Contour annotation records
***
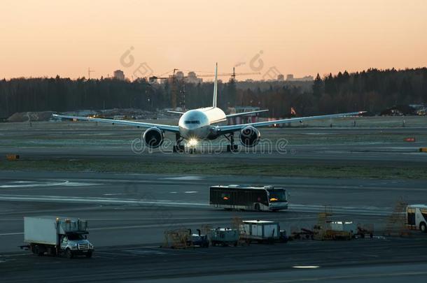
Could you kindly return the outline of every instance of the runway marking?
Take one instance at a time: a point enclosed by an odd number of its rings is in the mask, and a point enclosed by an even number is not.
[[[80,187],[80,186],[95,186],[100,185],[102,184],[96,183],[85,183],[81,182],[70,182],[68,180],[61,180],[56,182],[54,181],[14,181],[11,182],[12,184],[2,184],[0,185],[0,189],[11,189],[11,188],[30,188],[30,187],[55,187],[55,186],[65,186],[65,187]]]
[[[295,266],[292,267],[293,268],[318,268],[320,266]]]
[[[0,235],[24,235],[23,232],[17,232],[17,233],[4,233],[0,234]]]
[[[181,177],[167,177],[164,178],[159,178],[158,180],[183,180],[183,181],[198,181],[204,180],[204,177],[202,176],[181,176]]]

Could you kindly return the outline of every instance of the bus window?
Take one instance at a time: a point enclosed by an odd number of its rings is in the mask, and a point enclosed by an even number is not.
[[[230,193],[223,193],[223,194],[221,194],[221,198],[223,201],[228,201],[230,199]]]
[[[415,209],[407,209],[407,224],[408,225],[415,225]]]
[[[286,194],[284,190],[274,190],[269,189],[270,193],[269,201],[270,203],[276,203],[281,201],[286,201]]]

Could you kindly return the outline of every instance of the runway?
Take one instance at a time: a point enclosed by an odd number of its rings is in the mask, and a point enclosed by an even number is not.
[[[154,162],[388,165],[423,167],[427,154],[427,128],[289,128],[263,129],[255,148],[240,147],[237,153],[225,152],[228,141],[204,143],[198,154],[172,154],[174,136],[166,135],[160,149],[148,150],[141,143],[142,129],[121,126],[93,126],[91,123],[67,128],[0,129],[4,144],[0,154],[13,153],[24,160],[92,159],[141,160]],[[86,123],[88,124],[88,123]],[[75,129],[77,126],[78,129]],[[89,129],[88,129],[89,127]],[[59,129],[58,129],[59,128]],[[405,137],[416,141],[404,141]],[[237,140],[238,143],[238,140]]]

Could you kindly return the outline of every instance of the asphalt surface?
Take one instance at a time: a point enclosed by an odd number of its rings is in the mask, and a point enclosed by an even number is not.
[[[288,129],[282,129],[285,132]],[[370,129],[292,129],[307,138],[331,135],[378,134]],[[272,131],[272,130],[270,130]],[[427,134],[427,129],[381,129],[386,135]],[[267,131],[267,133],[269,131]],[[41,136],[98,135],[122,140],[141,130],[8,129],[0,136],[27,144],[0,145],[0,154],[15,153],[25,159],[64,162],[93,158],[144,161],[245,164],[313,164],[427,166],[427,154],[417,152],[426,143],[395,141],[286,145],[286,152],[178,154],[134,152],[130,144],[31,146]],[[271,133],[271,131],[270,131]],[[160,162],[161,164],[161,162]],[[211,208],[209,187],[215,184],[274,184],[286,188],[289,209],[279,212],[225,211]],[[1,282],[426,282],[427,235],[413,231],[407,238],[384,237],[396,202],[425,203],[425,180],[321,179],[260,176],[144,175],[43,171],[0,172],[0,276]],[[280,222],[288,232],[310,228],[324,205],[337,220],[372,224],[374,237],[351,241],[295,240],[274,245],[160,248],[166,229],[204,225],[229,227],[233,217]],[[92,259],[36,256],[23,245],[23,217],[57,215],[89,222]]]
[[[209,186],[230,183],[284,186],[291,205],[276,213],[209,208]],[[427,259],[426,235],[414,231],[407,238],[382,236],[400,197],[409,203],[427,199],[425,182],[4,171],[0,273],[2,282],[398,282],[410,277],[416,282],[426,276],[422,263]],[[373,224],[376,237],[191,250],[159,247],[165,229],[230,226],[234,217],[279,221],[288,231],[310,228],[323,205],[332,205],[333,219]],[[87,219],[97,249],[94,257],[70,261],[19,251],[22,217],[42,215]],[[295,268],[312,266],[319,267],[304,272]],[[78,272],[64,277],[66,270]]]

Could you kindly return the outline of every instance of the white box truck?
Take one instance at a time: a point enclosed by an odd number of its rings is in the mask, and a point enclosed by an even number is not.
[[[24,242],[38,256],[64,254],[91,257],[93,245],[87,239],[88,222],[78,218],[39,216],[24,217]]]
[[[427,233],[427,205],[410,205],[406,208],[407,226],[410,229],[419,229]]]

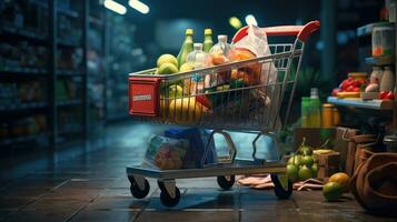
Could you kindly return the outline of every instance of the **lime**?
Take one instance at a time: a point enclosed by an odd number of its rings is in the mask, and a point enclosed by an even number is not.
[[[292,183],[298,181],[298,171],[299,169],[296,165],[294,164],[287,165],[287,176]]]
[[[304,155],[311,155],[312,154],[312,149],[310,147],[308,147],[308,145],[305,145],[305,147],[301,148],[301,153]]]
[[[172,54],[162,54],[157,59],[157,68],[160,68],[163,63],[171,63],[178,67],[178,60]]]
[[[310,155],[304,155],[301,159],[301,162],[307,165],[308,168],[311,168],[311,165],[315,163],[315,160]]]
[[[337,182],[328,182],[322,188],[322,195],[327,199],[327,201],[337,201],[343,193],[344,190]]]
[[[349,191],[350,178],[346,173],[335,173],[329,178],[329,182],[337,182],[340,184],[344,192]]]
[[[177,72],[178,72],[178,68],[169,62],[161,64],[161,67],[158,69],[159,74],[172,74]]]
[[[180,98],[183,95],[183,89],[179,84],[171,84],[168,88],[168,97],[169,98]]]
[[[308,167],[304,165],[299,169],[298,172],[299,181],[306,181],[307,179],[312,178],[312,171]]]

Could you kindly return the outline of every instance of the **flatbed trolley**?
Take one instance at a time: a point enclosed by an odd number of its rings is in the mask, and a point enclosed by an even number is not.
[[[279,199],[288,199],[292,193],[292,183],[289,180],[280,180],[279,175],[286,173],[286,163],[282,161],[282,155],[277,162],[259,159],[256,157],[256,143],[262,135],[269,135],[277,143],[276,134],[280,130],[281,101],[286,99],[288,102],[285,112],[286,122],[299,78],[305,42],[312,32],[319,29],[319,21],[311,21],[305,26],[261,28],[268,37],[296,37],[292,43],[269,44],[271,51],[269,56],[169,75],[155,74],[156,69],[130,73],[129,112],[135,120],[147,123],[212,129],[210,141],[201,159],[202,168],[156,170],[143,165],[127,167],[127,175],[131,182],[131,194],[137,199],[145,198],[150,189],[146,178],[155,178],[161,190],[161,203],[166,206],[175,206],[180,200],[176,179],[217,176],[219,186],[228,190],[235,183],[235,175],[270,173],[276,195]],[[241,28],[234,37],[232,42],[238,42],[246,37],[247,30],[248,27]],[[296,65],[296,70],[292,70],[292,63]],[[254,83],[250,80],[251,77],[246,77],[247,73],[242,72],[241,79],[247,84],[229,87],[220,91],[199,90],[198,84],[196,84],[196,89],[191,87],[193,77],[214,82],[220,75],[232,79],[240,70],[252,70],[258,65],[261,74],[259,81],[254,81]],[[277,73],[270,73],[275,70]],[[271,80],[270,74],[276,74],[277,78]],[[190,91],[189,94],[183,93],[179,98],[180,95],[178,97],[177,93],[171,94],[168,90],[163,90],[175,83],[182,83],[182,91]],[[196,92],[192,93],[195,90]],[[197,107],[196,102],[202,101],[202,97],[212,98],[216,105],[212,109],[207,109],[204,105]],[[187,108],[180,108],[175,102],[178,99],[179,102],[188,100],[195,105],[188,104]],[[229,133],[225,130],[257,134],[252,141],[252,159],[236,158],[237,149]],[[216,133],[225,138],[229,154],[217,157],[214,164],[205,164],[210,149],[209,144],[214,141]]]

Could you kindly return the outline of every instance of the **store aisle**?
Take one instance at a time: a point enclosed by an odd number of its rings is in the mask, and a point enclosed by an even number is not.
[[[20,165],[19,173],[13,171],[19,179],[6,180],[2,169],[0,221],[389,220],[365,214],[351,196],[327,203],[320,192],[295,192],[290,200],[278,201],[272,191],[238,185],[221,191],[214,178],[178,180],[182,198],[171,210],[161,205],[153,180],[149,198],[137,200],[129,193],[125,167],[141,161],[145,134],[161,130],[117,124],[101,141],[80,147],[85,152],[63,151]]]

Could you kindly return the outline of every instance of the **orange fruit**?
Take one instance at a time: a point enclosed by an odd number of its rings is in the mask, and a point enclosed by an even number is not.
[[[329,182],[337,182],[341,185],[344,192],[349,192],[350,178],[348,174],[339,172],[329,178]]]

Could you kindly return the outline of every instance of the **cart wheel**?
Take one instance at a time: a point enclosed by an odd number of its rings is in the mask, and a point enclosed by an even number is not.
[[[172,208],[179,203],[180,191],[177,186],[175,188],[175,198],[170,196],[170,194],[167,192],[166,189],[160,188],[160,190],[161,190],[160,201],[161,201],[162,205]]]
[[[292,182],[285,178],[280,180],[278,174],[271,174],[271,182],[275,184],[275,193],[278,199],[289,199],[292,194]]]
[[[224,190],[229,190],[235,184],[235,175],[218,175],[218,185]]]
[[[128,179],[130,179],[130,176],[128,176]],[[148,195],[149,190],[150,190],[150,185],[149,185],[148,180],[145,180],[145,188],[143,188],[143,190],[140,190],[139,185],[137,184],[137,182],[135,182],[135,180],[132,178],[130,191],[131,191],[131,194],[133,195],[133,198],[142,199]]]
***
**WHAT IS EXPECTED**
Reproduce the stretch of the listing from the line containing "the **cart wheel**?" through the end of the listing, request lines included, with every outline coordinate multiplied by 1.65 and rounded to a whole number, halves rounded up.

**FINAL ANSWER**
Could you kindly return the outline of every instance of the **cart wheel**?
Take one instance at a time: a point enclosed by an odd number of its rings is in the mask, and a point enclosed by an even number is not.
[[[284,343],[295,335],[297,315],[292,307],[289,310],[289,327],[281,323],[281,320],[276,317],[274,312],[264,310],[264,314],[266,314],[264,332],[266,332],[267,338]]]
[[[482,300],[470,294],[462,297],[459,287],[447,287],[447,300],[454,304],[454,318],[459,328],[477,328],[482,320]]]
[[[370,314],[378,314],[388,304],[388,289],[360,289],[360,305]]]
[[[211,295],[215,295],[215,290],[211,290]],[[244,322],[246,314],[248,314],[248,305],[246,305],[244,297],[239,297],[239,310],[236,310],[236,314],[231,314],[229,305],[226,304],[226,300],[223,300],[223,297],[218,294],[215,315],[216,315],[216,320],[219,322],[219,327],[234,328]]]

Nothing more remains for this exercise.